> **PROBLEM DESCRIPTION**:
Within the entries that follow, report how many lines contain the word "tire", giving the number by itself.

Items from a data source:
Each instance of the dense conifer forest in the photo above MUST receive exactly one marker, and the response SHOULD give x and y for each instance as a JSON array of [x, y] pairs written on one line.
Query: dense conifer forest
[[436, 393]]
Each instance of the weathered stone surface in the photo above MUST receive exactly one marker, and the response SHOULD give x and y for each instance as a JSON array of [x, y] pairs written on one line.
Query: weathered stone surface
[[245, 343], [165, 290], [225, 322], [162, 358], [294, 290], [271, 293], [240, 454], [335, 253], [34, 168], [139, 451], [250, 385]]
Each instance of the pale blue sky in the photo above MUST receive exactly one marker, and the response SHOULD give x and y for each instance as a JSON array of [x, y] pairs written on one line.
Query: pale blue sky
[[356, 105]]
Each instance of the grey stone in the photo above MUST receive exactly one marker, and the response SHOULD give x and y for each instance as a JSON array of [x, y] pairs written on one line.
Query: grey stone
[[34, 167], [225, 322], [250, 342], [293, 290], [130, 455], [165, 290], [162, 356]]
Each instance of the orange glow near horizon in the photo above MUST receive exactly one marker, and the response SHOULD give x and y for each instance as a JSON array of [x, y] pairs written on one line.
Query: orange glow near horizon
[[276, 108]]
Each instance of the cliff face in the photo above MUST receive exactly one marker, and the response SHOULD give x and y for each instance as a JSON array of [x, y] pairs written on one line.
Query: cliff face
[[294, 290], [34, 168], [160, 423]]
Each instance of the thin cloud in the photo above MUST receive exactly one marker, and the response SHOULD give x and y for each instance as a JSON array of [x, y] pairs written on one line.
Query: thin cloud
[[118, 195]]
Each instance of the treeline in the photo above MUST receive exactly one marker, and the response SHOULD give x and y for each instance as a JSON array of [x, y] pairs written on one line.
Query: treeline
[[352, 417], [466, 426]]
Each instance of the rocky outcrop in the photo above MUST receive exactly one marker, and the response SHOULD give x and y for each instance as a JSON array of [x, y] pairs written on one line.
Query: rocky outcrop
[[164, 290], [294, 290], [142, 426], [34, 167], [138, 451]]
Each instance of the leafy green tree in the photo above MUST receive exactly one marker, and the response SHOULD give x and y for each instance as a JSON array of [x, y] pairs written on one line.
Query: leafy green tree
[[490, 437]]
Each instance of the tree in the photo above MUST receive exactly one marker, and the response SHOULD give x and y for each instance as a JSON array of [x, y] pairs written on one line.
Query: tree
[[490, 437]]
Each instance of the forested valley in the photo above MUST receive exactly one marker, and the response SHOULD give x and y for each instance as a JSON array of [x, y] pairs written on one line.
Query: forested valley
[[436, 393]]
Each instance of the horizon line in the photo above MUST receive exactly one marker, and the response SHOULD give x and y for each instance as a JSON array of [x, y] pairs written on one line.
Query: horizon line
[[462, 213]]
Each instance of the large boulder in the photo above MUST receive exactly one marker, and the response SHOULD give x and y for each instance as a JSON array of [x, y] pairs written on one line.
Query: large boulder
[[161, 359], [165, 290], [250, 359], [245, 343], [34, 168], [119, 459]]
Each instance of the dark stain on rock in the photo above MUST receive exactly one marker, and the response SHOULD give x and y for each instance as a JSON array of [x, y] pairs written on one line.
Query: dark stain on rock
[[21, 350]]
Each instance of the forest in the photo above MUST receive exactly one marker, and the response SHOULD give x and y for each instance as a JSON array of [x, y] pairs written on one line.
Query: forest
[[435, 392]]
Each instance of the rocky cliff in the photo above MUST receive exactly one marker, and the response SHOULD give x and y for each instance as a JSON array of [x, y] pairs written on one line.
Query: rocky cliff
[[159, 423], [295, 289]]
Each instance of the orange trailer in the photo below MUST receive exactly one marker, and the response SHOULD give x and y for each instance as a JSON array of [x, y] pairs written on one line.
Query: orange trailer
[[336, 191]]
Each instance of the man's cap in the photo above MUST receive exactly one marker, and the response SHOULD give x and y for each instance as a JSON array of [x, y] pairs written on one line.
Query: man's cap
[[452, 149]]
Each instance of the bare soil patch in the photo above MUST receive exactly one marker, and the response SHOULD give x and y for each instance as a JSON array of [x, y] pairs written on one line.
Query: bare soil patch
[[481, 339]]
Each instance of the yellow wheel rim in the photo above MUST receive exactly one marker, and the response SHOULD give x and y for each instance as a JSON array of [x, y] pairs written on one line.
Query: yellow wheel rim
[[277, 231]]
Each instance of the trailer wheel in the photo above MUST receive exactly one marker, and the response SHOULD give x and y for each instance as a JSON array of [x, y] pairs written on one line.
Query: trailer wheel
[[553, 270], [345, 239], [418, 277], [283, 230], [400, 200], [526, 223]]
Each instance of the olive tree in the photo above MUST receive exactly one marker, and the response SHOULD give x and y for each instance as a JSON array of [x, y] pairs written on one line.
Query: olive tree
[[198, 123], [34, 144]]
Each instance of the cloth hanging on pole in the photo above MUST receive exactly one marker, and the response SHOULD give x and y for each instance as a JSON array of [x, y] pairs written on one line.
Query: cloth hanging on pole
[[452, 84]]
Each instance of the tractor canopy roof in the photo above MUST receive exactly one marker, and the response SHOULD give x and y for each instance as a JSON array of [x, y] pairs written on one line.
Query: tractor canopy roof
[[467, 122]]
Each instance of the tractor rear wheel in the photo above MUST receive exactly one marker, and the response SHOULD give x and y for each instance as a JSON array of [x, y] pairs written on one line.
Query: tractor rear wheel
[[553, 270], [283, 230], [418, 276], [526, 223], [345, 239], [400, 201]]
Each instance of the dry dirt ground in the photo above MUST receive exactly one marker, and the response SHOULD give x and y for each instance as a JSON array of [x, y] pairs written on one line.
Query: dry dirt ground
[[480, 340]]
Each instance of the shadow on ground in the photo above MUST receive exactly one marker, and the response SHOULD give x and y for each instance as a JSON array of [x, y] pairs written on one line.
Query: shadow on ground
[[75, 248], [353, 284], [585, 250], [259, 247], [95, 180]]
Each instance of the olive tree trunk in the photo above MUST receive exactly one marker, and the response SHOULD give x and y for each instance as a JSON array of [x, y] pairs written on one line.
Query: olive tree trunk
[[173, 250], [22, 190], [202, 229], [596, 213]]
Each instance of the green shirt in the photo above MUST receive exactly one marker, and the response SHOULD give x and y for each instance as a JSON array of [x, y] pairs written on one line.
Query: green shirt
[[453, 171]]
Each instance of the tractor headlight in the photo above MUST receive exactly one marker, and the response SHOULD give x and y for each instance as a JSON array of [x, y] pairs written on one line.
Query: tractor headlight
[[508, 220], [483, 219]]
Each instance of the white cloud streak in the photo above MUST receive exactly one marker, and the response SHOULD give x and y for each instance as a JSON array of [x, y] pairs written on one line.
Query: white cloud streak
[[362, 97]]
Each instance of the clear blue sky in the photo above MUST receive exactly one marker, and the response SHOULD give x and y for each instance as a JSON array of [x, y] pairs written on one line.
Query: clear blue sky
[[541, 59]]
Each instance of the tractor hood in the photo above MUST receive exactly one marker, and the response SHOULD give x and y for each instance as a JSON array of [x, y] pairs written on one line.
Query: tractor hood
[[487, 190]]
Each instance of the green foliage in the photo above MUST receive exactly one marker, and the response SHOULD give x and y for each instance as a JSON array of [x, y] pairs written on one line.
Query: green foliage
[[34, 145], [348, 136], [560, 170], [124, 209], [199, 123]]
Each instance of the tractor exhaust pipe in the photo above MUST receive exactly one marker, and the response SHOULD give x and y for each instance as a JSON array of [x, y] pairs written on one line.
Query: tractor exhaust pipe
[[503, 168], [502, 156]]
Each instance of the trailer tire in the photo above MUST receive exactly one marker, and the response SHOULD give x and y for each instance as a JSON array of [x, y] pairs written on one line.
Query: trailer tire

> **ANSWER SECTION**:
2